Referring expression data
======

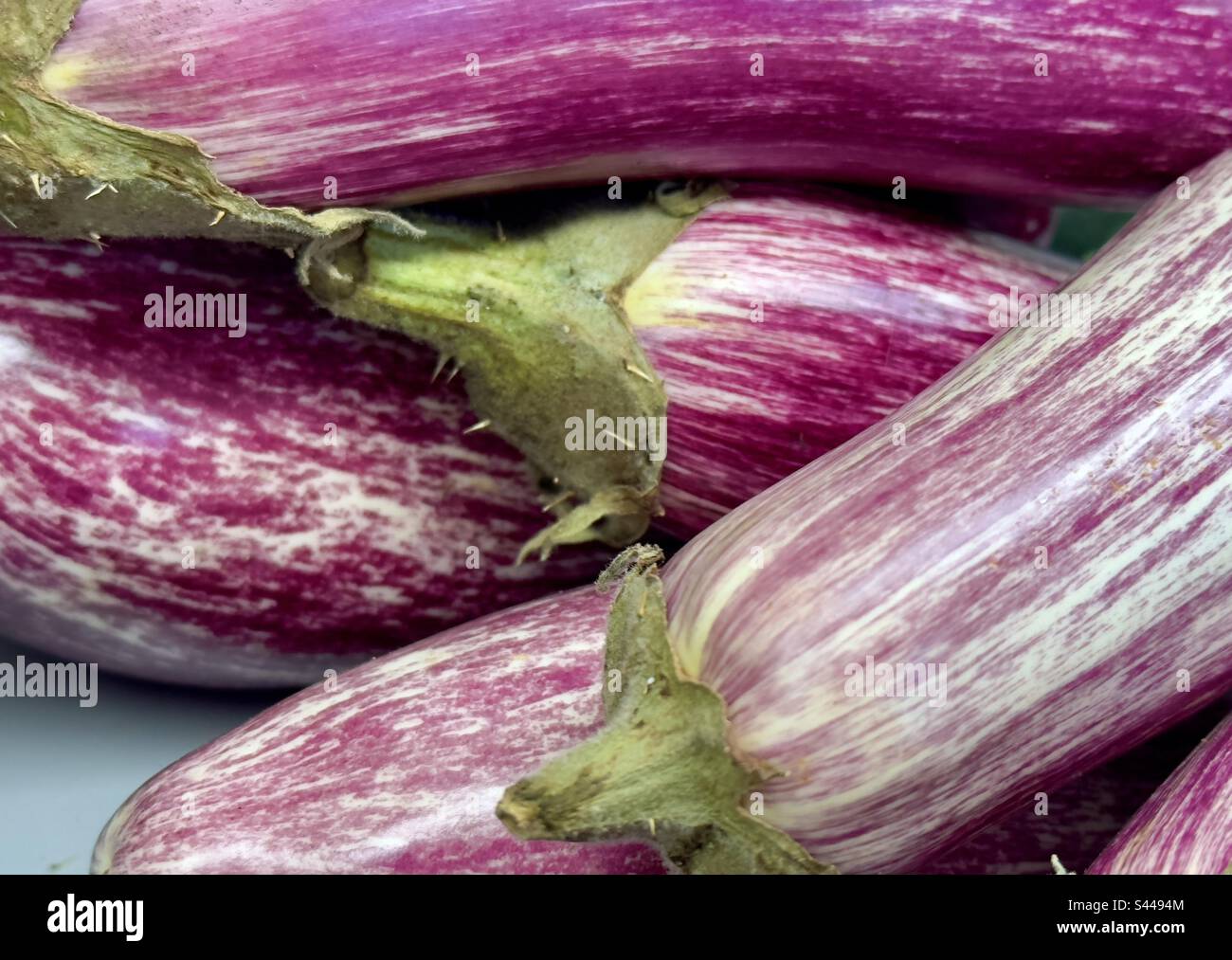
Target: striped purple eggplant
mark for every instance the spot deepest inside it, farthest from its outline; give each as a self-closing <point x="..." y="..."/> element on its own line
<point x="181" y="504"/>
<point x="332" y="501"/>
<point x="799" y="317"/>
<point x="1078" y="821"/>
<point x="1022" y="573"/>
<point x="394" y="770"/>
<point x="438" y="748"/>
<point x="1186" y="827"/>
<point x="1096" y="101"/>
<point x="918" y="545"/>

======

Write out again, exactly, the line containing "mark for every" and every later line of the records. Omit the rest.

◆ Reply to the task ◆
mark for every instance the spot deepest inside it, farthest from its outline; give each as a self-closing <point x="..." y="..."/> element on its own line
<point x="181" y="504"/>
<point x="332" y="501"/>
<point x="799" y="317"/>
<point x="1078" y="821"/>
<point x="1022" y="573"/>
<point x="394" y="770"/>
<point x="438" y="748"/>
<point x="1186" y="827"/>
<point x="1096" y="101"/>
<point x="918" y="545"/>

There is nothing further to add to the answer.